Activity: Copy the roadmap below, starting at "Current Features" and ending at "4x as slow.", and switch "Cytoscape" to "a desktop viewer".

Roadmap

Current Features

  • Easy to install with pip
  • Easy to use, with most common functions at top package level
  • Good documentation and tutorials
  • Extensible API, allowing for bioinformaticians to develop their own algorithms and own their data, instead of using a complicated plugin in Cytoscape with multiple dependencies and little ability for export or customization
  • Caching system for downloaded namespace and annotations
  • Fully BEL 1.0 and BEL 2.0 support
  • Node and edge filtering API
  • Usage of OWL documents as namespaces

Issues

  • Speed is still an issue, because documents above 100K lines still take a couple minutes to run. This issue is exacerbated by (optionally) logging output to the console, which can make it more than 3x or 4x as slow.
  • The default namespaces from OpenBEL do not follow a standard file format. They are similar to INI config files, but do not use consistent delimiters. Also, many of the namespaces don’t respect that the delimiter should not be used in the namespace names. There are also lots of names with strange characters, which may have been caused by copying from a data source that had specfic escape characters without proper care.
  • Testing was very difficult because the example documents on the OpenBEL website had many semantic errors, such as using names and annotation values that were not defined within their respective namespace and annotation definition files. They also contained syntax errors like naked names, which are not only syntatically incorrect, but lead to bad science; and improper usage of activities, like illegally nesting an activity within a composite statement.

Dataset content:
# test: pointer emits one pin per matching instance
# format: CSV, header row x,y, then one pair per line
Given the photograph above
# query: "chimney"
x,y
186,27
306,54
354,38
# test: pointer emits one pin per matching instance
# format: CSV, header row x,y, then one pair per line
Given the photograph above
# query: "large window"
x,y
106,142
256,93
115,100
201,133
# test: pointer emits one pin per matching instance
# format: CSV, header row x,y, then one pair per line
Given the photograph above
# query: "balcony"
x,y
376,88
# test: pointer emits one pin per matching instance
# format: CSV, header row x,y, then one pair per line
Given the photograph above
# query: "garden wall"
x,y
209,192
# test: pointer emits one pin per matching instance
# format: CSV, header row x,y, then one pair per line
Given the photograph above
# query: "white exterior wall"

Exercise output:
Current Features

  • Easy to install with pip
  • Easy to use, with most common functions at top package level
  • Good documentation and tutorials
  • Extensible API, allowing for bioinformaticians to develop their own algorithms and own their data, instead of using a complicated plugin in a desktop viewer with multiple dependencies and little ability for export or customization
  • Caching system for downloaded namespace and annotations
  • Fully BEL 1.0 and BEL 2.0 support
  • Node and edge filtering API
  • Usage of OWL documents as namespaces

Issues

  • Speed is still an issue, because documents above 100K lines still take a couple minutes to run. This issue is exacerbated by (optionally) logging output to the console, which can make it more than 3x or 4x as slow.